- [Tasks to carry out]:
**A)** From the transcript, list every reply by Shane Mathieson that consists of a single word, with its timestamp.
**B)** Copy the stretch of the transcript from "Travis Bader: [00:36:42] 308, is" through "Shane Mathieson: [00:36:52] Yes." without changing any wording.

Shane Mathieson: [00:36:33] Yup.

Travis Bader: [00:36:34] And I see now under the 10,000 joules of energy Accuracy International.

Shane Mathieson: [00:36:39] How do you like your new prohibited device?

Travis Bader: [00:36:41] You got it.

Shane Mathieson: [00:36:42] Yeah.

Travis Bader: [00:36:42] 308, is this capable of producing 10,000 joules of energy? No.

Shane Mathieson: [00:36:46] No.

Travis Bader: [00:36:47] Is it poorly worded and listed on the OIC as a prohibited firearm?

Shane Mathieson: [00:36:52] Yes.

Travis Bader: [00:36:53] You got it.

Shane Mathieson: [00:36:53] Absolutely, it is. Again, it’s getting people to write the laws without any oversight. Without any political discussion, without any knowledge on the items that they’re trying to control.

Travis Bader: [00:37:07] You know, I did some horse trading in order to get that firearm. It was always kind of on my, my list of guns I really wanted, but I’m looking at what they sell for brand new retail. That model is about eight grand.

- [Entries provided]:
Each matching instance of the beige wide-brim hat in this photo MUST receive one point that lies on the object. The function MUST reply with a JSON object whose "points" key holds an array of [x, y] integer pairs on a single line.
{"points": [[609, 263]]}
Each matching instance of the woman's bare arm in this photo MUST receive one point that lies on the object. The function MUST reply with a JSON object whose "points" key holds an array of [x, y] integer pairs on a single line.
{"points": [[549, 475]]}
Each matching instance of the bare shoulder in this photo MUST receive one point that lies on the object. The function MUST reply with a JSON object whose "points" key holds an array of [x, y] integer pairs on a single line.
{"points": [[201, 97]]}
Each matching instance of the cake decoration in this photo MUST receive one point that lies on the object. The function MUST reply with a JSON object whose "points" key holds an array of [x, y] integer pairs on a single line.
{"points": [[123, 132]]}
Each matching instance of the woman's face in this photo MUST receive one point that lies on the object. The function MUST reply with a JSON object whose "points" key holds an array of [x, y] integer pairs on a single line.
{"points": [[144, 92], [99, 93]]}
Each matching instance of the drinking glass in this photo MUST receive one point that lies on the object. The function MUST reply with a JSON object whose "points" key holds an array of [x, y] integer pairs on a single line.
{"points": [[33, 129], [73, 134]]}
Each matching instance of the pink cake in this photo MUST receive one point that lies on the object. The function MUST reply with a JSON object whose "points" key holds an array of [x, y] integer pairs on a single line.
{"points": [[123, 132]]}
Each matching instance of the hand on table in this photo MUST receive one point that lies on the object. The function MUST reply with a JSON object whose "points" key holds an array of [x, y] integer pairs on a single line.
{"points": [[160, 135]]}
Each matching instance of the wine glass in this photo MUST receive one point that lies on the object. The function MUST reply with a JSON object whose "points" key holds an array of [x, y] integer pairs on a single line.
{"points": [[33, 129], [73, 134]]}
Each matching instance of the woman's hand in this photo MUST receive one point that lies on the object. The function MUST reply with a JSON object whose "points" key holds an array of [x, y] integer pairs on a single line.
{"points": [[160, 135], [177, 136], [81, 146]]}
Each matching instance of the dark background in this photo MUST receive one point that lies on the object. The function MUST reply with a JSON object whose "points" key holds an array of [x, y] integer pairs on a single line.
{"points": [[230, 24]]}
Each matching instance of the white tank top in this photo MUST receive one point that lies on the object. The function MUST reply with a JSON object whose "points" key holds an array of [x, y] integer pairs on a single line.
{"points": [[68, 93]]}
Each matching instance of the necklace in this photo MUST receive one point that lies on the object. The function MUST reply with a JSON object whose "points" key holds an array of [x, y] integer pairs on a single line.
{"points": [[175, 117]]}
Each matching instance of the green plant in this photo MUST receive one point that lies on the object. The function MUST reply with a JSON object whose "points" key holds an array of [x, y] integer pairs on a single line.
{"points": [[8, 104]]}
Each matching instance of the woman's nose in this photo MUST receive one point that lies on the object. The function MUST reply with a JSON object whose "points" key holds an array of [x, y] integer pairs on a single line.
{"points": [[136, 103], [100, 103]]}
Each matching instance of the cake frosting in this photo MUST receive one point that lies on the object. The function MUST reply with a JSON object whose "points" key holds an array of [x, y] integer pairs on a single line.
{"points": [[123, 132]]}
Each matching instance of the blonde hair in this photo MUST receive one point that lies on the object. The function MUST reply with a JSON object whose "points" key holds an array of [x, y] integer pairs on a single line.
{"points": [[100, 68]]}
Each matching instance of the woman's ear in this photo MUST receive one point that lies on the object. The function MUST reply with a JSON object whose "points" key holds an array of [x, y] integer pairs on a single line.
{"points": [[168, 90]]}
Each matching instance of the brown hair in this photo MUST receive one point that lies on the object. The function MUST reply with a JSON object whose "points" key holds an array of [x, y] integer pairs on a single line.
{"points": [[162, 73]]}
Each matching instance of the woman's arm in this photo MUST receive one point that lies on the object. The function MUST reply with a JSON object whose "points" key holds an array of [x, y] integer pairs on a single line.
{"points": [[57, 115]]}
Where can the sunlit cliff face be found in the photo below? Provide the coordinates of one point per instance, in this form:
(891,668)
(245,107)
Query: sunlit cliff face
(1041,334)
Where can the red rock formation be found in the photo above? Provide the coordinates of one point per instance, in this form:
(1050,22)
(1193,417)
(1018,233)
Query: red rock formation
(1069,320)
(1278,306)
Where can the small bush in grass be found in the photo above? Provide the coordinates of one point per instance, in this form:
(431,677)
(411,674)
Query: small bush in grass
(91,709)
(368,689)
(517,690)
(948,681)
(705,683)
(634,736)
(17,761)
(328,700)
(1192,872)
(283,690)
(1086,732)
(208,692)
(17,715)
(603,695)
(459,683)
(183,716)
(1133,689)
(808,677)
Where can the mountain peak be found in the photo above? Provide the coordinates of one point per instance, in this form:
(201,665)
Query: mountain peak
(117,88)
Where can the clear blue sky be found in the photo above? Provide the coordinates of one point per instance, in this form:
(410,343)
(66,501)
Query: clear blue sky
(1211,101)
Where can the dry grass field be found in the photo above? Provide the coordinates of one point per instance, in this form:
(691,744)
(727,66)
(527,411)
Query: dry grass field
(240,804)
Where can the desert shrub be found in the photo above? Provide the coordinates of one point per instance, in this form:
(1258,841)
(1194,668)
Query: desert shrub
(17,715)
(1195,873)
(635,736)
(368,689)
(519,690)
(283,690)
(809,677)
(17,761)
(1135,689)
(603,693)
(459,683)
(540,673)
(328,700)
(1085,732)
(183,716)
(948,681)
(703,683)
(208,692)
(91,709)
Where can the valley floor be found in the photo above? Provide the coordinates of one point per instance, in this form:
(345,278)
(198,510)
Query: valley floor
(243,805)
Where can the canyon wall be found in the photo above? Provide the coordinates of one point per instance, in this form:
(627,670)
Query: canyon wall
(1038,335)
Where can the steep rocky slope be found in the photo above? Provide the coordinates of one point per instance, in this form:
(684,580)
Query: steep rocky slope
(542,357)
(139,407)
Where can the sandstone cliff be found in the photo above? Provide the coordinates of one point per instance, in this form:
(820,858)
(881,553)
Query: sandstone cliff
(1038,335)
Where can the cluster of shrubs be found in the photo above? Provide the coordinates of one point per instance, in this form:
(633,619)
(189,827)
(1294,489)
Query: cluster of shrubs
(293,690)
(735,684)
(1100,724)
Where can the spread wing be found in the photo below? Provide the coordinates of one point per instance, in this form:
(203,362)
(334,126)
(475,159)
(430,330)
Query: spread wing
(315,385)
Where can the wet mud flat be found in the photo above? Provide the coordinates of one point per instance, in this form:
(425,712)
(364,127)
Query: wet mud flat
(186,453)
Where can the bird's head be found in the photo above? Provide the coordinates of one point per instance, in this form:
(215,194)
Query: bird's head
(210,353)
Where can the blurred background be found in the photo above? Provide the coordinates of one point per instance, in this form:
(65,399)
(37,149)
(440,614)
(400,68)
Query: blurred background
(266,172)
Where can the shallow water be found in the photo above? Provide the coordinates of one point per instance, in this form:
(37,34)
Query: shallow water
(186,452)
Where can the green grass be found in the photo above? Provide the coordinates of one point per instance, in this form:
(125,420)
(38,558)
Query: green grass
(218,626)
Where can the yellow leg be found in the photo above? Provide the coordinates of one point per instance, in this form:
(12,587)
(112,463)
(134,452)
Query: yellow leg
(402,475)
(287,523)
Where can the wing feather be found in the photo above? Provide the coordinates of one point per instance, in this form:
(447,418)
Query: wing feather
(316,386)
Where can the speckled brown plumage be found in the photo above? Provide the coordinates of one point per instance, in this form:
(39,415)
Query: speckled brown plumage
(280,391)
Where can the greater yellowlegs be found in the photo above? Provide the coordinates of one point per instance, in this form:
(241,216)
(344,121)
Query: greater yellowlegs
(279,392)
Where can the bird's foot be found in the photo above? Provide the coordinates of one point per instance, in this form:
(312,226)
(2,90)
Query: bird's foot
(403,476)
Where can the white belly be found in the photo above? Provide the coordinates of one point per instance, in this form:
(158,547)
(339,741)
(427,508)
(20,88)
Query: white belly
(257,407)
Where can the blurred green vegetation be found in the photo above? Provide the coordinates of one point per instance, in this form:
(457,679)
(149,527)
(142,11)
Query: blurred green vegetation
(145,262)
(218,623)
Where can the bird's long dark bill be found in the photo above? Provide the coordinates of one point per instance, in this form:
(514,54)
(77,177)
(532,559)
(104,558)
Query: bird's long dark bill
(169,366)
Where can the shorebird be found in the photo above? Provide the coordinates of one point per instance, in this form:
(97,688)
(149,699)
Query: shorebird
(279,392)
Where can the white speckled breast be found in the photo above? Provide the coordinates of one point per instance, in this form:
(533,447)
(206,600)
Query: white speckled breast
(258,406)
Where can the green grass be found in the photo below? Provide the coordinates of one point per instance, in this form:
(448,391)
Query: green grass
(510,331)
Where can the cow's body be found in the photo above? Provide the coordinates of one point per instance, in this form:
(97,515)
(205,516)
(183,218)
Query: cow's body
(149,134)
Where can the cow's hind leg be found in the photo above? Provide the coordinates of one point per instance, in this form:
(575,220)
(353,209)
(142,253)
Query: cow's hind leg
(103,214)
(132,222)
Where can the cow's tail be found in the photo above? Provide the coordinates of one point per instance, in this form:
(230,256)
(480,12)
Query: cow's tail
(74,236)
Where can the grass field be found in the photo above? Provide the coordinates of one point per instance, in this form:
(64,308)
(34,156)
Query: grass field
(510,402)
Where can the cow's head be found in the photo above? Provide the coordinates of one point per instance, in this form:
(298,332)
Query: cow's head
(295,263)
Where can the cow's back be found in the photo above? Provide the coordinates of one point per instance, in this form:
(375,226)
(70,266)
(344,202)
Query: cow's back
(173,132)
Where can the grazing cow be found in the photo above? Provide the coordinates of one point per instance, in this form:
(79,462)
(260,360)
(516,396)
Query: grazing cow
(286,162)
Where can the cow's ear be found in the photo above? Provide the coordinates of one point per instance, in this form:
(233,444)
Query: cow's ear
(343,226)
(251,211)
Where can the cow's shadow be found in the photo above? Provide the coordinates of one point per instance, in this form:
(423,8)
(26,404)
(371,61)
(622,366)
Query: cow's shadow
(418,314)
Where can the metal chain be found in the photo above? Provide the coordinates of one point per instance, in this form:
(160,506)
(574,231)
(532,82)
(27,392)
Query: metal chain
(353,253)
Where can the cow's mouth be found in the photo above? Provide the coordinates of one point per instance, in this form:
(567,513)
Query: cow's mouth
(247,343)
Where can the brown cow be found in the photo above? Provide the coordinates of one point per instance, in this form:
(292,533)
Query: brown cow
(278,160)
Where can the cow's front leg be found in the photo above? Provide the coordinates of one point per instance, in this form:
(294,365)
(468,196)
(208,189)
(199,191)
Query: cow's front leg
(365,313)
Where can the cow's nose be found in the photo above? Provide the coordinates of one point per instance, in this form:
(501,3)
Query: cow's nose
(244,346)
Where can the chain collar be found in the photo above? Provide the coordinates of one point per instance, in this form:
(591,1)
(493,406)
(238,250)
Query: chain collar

- [Task results]:
**A)**
- [00:36:33] Yup.
- [00:36:42] Yeah.
- [00:36:46] No.
- [00:36:52] Yes.

**B)**
Travis Bader: [00:36:42] 308, is this capable of producing 10,000 joules of energy? No.

Shane Mathieson: [00:36:46] No.

Travis Bader: [00:36:47] Is it poorly worded and listed on the OIC as a prohibited firearm?

Shane Mathieson: [00:36:52] Yes.